# TEXT UNDER STUDY

▼

Overseas students arriving in Australia will have their visas refunded at a cost of 630 Australian dollars per student, stated Australian Prime Minister Scott Morrison in a recent statement released on Tuesday.
According to local media, the country would waive visa application fees for students and backpackers for at least the next three months as it seeks to fill crucial workforce shortages caused by COVID-19.
PM Morrison has stated that the national government will eliminate the 40-hour-per-fortnight maximum on student visa-holder workers, which would mean that international students would no longer be limited in the number of hours they could work.
The Omicron variant of COVID-19 has exacerbated labour shortages across several industries in Australia, prompting a 40-hour-a-fortnight cap lift in pandemic-affected industries, according to a plan presented to state and territory leaders at a national cabinet meeting by Australian Prime Minister Scott Morrison, according to the Australian Financial Review.
Even before Omicron exacerbated labour shortages, businesses were attempting to hire nearly 4,00,000 workers to fill unfilled positions.
According to the report, sectors such as home builders were unable to operate on-site due to close contact with a virus-infected person or contracting COVID-19 themselves. Part-time and late-night shifts at gas stations and convenience stores like 7-Eleven are frequently filled by overseas students.
The visa reimbursement scheme will run for the next eight weeks and will be coordinated by the Department of Home Affairs, according to 9News. Morrison expects that the visa application fee reduction will encourage international students to return to Australia.

▲

# Stored records
▼

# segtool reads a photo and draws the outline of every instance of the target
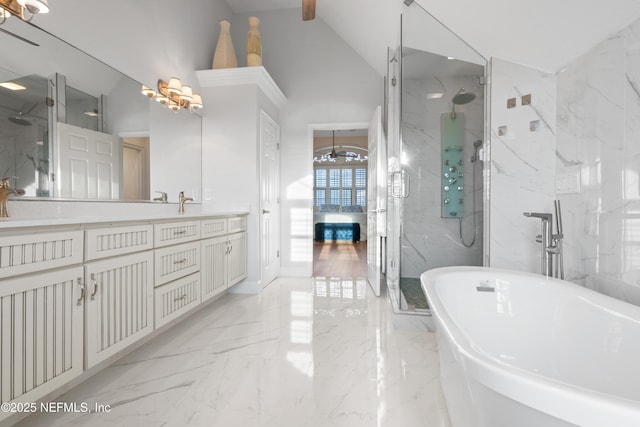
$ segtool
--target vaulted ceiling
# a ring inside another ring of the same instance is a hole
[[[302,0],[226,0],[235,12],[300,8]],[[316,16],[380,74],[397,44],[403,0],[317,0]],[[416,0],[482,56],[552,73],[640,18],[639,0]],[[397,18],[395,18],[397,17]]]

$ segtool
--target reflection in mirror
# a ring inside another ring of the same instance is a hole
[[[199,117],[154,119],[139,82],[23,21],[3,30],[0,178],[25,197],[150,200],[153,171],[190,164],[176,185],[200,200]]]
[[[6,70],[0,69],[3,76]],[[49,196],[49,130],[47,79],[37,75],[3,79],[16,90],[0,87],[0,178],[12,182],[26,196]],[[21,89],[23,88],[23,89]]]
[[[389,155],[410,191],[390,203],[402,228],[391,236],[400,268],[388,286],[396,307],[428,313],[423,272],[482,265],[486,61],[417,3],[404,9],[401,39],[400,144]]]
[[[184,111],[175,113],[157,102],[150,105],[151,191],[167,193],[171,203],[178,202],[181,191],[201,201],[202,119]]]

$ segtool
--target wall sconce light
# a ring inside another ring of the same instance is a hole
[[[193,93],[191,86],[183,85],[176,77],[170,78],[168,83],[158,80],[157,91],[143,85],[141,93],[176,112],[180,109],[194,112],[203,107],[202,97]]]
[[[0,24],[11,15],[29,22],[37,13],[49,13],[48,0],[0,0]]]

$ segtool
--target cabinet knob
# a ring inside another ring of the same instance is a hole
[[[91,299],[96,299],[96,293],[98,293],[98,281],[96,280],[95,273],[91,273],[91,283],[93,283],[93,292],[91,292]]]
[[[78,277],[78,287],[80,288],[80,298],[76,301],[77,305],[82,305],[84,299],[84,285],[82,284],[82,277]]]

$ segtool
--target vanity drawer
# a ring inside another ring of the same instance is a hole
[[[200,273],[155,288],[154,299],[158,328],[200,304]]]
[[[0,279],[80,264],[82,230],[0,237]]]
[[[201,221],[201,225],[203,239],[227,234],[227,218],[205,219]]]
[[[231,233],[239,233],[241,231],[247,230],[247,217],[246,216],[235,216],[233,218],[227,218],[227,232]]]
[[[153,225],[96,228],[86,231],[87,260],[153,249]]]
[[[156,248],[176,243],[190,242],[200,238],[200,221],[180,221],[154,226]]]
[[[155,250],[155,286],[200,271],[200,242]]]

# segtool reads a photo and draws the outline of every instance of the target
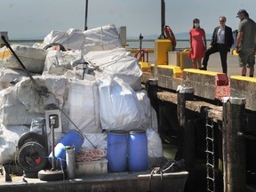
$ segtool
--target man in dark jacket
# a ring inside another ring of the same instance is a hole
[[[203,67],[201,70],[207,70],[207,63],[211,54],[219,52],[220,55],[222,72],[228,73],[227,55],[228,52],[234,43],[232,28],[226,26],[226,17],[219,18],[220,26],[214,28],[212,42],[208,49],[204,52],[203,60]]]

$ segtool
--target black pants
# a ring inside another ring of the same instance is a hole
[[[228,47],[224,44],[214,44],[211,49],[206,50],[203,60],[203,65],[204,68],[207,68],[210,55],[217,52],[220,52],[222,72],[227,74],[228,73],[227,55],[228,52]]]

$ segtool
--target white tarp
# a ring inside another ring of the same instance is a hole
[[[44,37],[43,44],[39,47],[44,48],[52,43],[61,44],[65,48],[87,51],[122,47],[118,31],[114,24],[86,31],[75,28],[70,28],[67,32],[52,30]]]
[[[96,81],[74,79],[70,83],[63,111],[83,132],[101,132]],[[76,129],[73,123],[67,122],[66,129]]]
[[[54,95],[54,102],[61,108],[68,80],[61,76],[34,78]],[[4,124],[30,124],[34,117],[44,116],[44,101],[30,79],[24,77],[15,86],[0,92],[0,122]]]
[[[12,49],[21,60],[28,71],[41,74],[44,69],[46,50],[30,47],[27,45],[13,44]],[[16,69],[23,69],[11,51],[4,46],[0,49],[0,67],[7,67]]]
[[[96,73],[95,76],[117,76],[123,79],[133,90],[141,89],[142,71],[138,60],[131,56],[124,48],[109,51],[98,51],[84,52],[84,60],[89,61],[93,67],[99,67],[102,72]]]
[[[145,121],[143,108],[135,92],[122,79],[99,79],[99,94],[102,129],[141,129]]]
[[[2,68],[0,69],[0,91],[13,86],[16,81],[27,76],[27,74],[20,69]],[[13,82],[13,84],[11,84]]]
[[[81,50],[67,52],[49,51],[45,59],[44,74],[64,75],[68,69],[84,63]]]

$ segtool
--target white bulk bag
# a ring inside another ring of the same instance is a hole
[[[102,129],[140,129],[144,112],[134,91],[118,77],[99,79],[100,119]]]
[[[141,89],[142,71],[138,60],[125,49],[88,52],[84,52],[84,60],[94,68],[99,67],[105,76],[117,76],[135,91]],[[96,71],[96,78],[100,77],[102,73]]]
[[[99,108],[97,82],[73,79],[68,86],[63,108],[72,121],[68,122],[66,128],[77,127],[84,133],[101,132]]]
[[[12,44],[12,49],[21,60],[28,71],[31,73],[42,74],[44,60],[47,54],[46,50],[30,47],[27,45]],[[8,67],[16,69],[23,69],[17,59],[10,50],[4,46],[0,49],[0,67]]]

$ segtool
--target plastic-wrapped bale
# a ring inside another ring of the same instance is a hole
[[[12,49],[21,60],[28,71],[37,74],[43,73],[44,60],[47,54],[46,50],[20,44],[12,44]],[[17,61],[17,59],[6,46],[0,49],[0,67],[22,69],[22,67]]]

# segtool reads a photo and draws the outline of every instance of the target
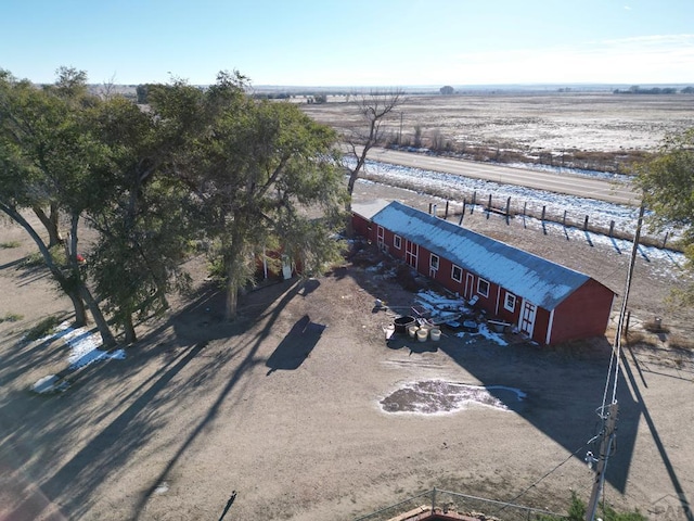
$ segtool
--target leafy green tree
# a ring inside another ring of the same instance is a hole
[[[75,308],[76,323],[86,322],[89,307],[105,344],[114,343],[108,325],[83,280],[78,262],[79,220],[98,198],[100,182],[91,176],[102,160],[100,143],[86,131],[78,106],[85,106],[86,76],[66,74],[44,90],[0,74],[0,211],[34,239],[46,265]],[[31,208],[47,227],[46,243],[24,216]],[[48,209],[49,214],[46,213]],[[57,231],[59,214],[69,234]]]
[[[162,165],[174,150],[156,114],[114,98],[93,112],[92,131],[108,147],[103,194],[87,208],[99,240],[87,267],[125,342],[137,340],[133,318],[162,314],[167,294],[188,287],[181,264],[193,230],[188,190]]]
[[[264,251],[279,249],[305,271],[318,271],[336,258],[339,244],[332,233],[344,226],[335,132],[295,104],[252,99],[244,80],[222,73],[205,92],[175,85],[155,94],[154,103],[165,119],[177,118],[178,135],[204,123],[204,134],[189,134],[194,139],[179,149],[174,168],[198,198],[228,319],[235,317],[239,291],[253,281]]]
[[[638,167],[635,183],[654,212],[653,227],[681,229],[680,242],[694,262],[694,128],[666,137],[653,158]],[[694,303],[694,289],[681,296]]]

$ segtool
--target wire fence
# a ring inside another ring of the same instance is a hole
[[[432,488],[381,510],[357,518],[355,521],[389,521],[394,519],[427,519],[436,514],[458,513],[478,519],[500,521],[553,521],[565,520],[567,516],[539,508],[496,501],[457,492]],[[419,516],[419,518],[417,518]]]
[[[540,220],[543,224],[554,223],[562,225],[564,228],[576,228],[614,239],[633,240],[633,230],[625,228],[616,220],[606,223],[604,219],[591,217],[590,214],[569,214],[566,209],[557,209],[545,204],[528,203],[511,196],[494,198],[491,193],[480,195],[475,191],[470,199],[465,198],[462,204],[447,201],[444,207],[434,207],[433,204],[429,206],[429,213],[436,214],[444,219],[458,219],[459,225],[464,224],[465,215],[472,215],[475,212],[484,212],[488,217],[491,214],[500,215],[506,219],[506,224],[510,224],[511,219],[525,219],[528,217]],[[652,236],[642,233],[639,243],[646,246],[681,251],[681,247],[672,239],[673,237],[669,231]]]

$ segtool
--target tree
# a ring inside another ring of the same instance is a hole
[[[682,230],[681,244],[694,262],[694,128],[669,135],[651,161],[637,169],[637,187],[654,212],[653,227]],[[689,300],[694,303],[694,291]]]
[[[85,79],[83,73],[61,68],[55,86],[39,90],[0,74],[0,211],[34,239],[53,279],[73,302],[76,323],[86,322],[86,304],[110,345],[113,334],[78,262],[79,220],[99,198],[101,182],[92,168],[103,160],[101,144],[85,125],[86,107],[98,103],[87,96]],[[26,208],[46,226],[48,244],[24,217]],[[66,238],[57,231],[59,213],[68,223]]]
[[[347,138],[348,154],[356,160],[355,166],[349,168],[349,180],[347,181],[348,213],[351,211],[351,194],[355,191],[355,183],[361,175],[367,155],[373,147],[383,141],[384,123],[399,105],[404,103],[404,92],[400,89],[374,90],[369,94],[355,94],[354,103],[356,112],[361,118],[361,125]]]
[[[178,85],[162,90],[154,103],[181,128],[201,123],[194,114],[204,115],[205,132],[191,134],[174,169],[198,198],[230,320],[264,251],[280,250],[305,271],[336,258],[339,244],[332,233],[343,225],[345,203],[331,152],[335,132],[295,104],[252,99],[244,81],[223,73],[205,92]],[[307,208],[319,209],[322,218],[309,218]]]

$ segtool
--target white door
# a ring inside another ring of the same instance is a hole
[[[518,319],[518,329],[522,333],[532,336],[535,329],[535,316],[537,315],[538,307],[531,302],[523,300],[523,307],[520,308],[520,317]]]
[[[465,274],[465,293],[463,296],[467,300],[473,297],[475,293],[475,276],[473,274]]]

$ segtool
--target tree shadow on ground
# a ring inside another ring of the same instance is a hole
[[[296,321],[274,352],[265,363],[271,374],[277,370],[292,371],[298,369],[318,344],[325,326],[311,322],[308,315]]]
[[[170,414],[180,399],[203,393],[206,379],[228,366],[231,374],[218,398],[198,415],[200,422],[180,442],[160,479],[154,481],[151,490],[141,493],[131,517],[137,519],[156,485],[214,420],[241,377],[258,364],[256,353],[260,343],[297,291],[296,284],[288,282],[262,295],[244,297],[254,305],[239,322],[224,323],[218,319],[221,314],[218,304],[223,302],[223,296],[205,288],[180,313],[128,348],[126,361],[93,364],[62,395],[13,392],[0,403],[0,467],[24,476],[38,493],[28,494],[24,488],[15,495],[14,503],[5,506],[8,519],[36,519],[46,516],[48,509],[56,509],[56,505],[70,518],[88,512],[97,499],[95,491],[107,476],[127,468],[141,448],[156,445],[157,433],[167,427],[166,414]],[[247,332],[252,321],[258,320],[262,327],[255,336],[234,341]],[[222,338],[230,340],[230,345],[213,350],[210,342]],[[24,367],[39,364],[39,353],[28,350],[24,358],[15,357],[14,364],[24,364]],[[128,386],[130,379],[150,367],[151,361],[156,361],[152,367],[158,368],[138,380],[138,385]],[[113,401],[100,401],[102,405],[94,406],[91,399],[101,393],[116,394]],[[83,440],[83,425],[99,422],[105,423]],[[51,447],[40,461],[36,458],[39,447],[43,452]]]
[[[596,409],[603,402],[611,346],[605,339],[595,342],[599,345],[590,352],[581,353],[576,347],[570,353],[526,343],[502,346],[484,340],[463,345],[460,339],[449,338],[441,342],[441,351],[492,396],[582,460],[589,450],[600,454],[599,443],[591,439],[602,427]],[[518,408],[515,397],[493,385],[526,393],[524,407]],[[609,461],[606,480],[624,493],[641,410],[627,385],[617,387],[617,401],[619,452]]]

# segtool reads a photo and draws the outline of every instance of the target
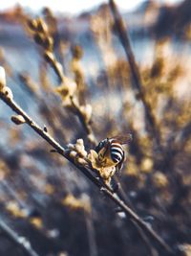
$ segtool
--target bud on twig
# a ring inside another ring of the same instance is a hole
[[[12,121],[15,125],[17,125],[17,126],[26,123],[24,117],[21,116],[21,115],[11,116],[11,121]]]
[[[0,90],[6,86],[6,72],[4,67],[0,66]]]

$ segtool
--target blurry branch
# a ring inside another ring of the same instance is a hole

▲

# ASSIGNMENT 1
In the article on Australia's visa refunds for overseas students, why is the country waiving visa application fees for students and backpackers?
# ASSIGNMENT 2
Write the next part of the article on Australia's visa refunds for overseas students, picking up after its final sentence.

# WRITTEN RESPONSE 1
Australia is waiving the fees to fill crucial workforce shortages caused by COVID-19. Morrison also expects the fee reduction to encourage international students to return to Australia.

# WRITTEN RESPONSE 2
There are around 1,50,000 students currently studying in Australia who have an authorized visa. International students who return to the country must be completely immunized.
Morrison stated that they will face the same quarantine arrangements that each state imposes and requires. As a “thank you for choosing Australia,” the Australia visa application rebate is part of a campaign to motivate students to return for the start of the university year.
“But we also want them to come here and to be filling some of these critical workforce shortages, particularly those who are working and being trained in health care, aged care, those types of sectors, that will be incredibly helpful,” Morrison was quoted saying.
The government will also provide Tourism Australia A$3 million for a marketing campaign aimed towards backpackers and students. The visa rebate plan is anticipated to cost A$55 million, according to Treasurer Josh Frydenberg.